### [TEXT EXTRACT]
>>>

The opposition triumphs in mayoral elections in Istanbul, Ankara and across the country
Turkey woke up transformed on April 1st, after the country’s main opposition party scored a spectacular upset in local elections. It won big victories in the country’s largest cities, surging past the ruling Justice and Development (ak) party nationwide and handing Recep Tayyip Erdogan, the country’s president, a stinging rebuke. The Republican People’s Party (chp) got 37.8% of the overall vote, compared with 35.5% for ak. That figure masked landslide wins in the big cities. In Istanbul, the biggest prize, Ekrem Imamoglu, the city’s chp mayor, coasted to another term. He got 51.1% of the vote, compared with 39.6% for his ak rival, Murat Kurum, a former urban-affairs minister.
“What message did the people give our opponents, the government and the president?” asked Mr Imamoglu, standing on his campaign bus to celebrate the victory. “Tayyip, resign!” chanted part of the crowd. Mr Imamoglu, however, sounded more conciliatory. “There will be no booing…The era of partisanship is over.”
Mr Erdogan’s job is safe. But the outcome in Istanbul was a blow to Turkey’s strongman, who had been determined to win back Istanbul, which he and ak had run for a quarter of a century until Mr Imamoglu’s surprise victory in 2019.

<<<

### [TO-DO LIST]
a. Quote everything from "Mr Erdogan’s job" down to "victory in 2019." from the article on Turkey's local elections.
b. According to the article on Turkey's local elections, why was the result in Istanbul a blow to Erdogan even though his job is safe?

### [DATASET ROWS]

>>>

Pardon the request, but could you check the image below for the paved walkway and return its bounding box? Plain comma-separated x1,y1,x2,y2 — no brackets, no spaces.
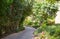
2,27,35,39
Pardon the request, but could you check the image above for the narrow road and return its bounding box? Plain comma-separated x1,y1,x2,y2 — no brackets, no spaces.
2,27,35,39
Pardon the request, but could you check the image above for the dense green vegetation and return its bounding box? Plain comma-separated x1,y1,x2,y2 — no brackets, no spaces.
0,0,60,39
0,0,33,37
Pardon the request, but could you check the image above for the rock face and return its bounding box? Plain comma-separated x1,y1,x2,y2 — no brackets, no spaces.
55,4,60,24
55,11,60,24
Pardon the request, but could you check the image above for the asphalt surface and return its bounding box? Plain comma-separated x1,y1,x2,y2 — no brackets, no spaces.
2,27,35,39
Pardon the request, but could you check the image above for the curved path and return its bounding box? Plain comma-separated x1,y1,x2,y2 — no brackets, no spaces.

<<<

### [TASK-BY-TASK ANSWERS]
a.
Mr Erdogan’s job is safe. But the outcome in Istanbul was a blow to Turkey’s strongman, who had been determined to win back Istanbul, which he and ak had run for a quarter of a century until Mr Imamoglu’s surprise victory in 2019.

b. Erdogan had been determined to win back Istanbul. He and the AK party had run the city for a quarter of a century until Imamoglu's surprise victory in 2019.